# Consignes
1) D'après le texte sur Svetlana Alexievitch, en quelle année a-t-elle terminé ses études de journalisme à Minsk ?
2) Dans le texte sur Svetlana Alexievitch, reprenez le passage qui commence par « Trouvez facilement votre » et continue jusqu'à « père en 1950. », en remplaçant « écrivaine » par « autrice ».
3) Poursuivez le texte sur Svetlana Alexievitch à partir de sa dernière phrase.

# Texte fourni
Trouvez facilement votre prochaine lecture
Svetlana Alexievitch en 5 livres – Notre sélection

Svetlana Alexievitch en 5 livres – Notre sélection

Svetlana Alexandrovna Alexievitch est une écrivaine et journaliste biélorusse d’expression russe, née le 31 mai 1948 à Stanislav (Ukraine). Née d’un père biélorusse et d’une mère ukrainienne, elle grandit en Biélorussie après la démobilisation de son père en 1950.

Après des études de journalisme à Minsk achevées en 1972, elle travaille d’abord comme enseignante puis comme journaliste. Sa carrière l’amène à couvrir les grands bouleversements de l’histoire soviétique et post-soviétique : la Seconde Guerre mondiale, la guerre d’Afghanistan, la catastrophe de Tchernobyl et l’effondrement de l’URSS.

# Annotations de segmentation
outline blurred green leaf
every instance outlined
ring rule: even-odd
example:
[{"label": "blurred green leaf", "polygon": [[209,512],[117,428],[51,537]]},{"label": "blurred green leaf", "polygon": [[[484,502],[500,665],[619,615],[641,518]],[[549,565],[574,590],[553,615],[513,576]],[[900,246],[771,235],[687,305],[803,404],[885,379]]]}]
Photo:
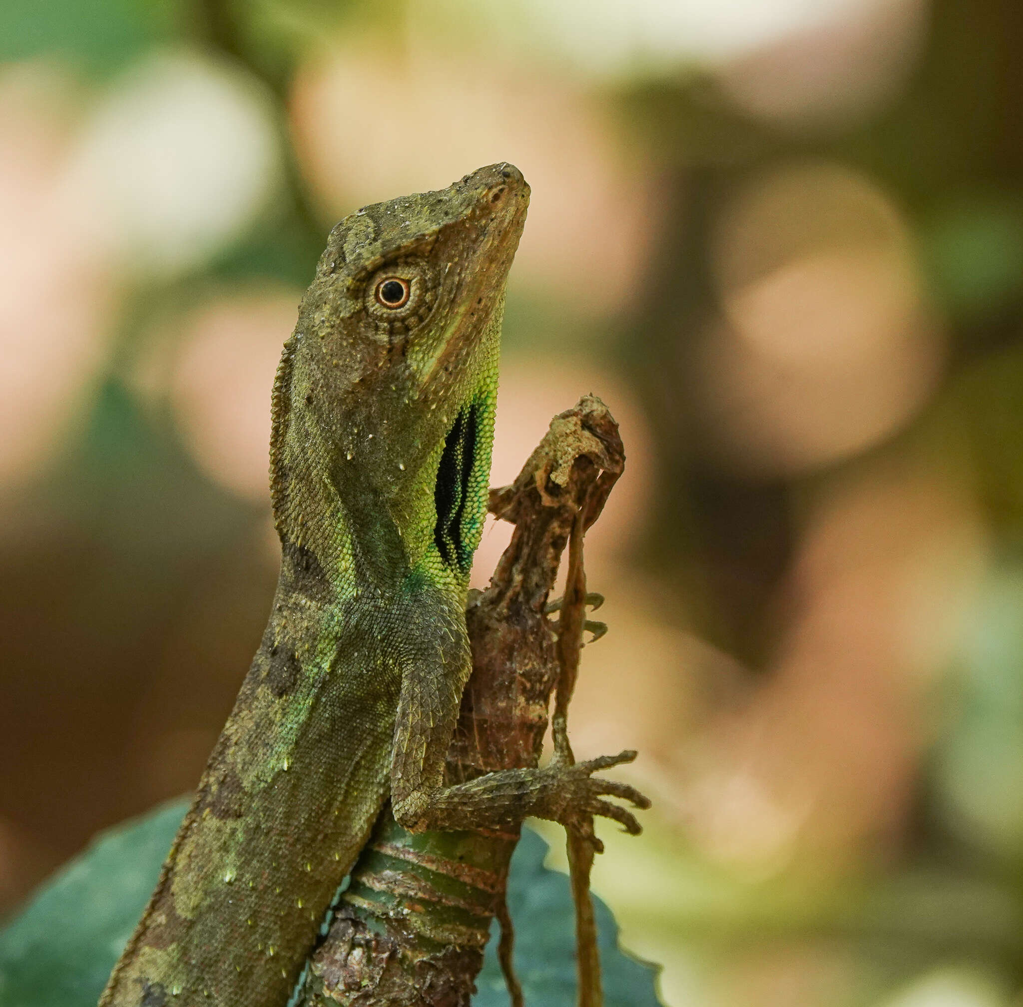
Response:
[{"label": "blurred green leaf", "polygon": [[172,0],[3,0],[0,60],[58,54],[105,77],[172,37],[180,6]]},{"label": "blurred green leaf", "polygon": [[[155,884],[186,804],[176,801],[101,835],[36,894],[0,933],[0,1003],[5,1007],[94,1007]],[[523,831],[511,864],[508,908],[516,960],[531,1007],[575,1004],[575,937],[568,878],[543,866],[547,844]],[[596,902],[608,1007],[657,1007],[657,970],[618,948],[611,911]],[[494,940],[480,975],[484,1007],[507,994]]]},{"label": "blurred green leaf", "polygon": [[924,249],[934,296],[958,320],[984,320],[1023,297],[1023,206],[1014,196],[943,207]]}]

# Réponses
1) En 1972.

2)
Trouvez facilement votre prochaine lecture
Svetlana Alexievitch en 5 livres – Notre sélection

Svetlana Alexievitch en 5 livres – Notre sélection

Svetlana Alexandrovna Alexievitch est une autrice et journaliste biélorusse d’expression russe, née le 31 mai 1948 à Stanislav (Ukraine). Née d’un père biélorusse et d’une mère ukrainienne, elle grandit en Biélorussie après la démobilisation de son père en 1950.

3)
Son œuvre, basée sur la collecte de témoignages, donne la parole aux acteurs ordinaires de l’histoire. Parmi ses livres majeurs figurent « La guerre n’a pas un visage de femme » (1985), « Les Cercueils de zinc » (1989) et « La supplication » (1997) sur Tchernobyl. Critique du régime de Loukachenko, elle vit en exil en Europe dans les années 2000 avant de retourner en Biélorussie en 2013.

En 2015, elle reçoit le prix Nobel de littérature pour « son œuvre polyphonique, mémorial de la souffrance et du courage à notre époque », devenant la première femme russophone à obtenir cette distinction. En 2020, face aux tensions politiques en Biélorussie, elle s’exile en Allemagne.

Voici notre sélection de ses livres majeurs.


1. La supplication – Tchernobyl, chroniques du monde après l’apocalypse (1997)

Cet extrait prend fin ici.